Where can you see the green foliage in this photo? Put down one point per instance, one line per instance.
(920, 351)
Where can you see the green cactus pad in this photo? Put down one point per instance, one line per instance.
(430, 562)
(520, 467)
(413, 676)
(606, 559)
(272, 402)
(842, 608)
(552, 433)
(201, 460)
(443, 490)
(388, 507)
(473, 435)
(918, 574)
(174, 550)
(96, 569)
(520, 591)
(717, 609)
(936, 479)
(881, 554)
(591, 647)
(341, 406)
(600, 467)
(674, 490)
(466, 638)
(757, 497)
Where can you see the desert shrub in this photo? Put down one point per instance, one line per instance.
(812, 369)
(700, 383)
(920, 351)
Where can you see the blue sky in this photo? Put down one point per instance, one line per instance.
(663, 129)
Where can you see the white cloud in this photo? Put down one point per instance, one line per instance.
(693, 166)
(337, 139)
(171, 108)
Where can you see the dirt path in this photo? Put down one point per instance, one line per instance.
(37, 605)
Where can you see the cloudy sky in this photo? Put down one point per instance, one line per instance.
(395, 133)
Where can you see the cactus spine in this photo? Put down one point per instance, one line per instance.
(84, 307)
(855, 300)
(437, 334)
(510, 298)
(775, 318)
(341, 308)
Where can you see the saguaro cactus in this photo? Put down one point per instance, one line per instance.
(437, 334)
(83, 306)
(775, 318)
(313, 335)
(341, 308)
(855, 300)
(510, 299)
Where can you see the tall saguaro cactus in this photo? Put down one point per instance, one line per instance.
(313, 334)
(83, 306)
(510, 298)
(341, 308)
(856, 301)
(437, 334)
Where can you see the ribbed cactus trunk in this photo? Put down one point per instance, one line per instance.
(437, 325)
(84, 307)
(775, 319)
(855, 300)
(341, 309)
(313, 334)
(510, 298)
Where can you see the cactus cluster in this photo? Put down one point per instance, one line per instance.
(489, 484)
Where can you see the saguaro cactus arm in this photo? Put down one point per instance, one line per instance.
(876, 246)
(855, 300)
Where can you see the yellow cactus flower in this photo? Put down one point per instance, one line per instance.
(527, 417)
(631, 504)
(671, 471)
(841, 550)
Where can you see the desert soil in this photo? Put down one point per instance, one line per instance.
==================================================
Written instruction:
Write out each of the records above word for word, keeping them in their original order.

Exercise answer:
Where can you see the green foliage in this photo? Put down one point per instance, one line per instance.
(920, 351)
Where can you see the green cactus pad in this photo? Put down one point per instance, one line per instance.
(430, 562)
(520, 467)
(413, 676)
(606, 559)
(272, 402)
(842, 608)
(552, 433)
(201, 460)
(443, 490)
(388, 507)
(473, 435)
(918, 574)
(174, 550)
(96, 569)
(520, 591)
(717, 609)
(936, 479)
(881, 554)
(591, 647)
(341, 406)
(600, 467)
(674, 490)
(466, 638)
(757, 497)
Where can you see the desert shrub in this photo? Put down one point per instance, one line per instance.
(812, 369)
(700, 383)
(920, 351)
Where can you see the blue sky in this photo? Put down one point per instance, one line per instance.
(663, 129)
Where can you see the white cloud in this photo? Put down one point per instance, one line per instance.
(693, 166)
(337, 139)
(171, 108)
Where can you see the dirt path in this photo? Put down one point per instance, one line per instance.
(37, 605)
Where can you see the cloudy sky in this photo? Put down one point per instance, one line per instance.
(395, 133)
Where can you see the cactus spine in this photo? Put down one point per instance, one line per instance.
(84, 307)
(855, 300)
(437, 334)
(510, 298)
(775, 318)
(341, 308)
Where can you see the saguaro cactus in this photo? Put down one point per instance, one line per instance.
(437, 334)
(83, 306)
(775, 318)
(313, 335)
(341, 308)
(855, 300)
(510, 299)
Where can you see the tall saguaro cactus in this photo? Put down one point per instance, one line per instance.
(313, 334)
(83, 306)
(510, 298)
(341, 308)
(856, 301)
(437, 334)
Where can you see the ribbed cactus trunk in this photo? Put down one point per instance, one line per instance.
(437, 325)
(84, 307)
(775, 319)
(855, 300)
(341, 309)
(313, 334)
(510, 298)
Where can you see the cactus cluster in this photo? Put down one point per instance, one line per instance.
(489, 484)
Where can you see the saguaro cactus arm in this photo? Put down one point per instance, one line per instance.
(876, 246)
(855, 300)
Where can you see the yellow cactus flower in this photo? Put down one point per instance, one line per instance.
(527, 417)
(631, 504)
(671, 471)
(841, 550)
Where can you see the desert soil in this photo? Put down one point per instance, one line per instance.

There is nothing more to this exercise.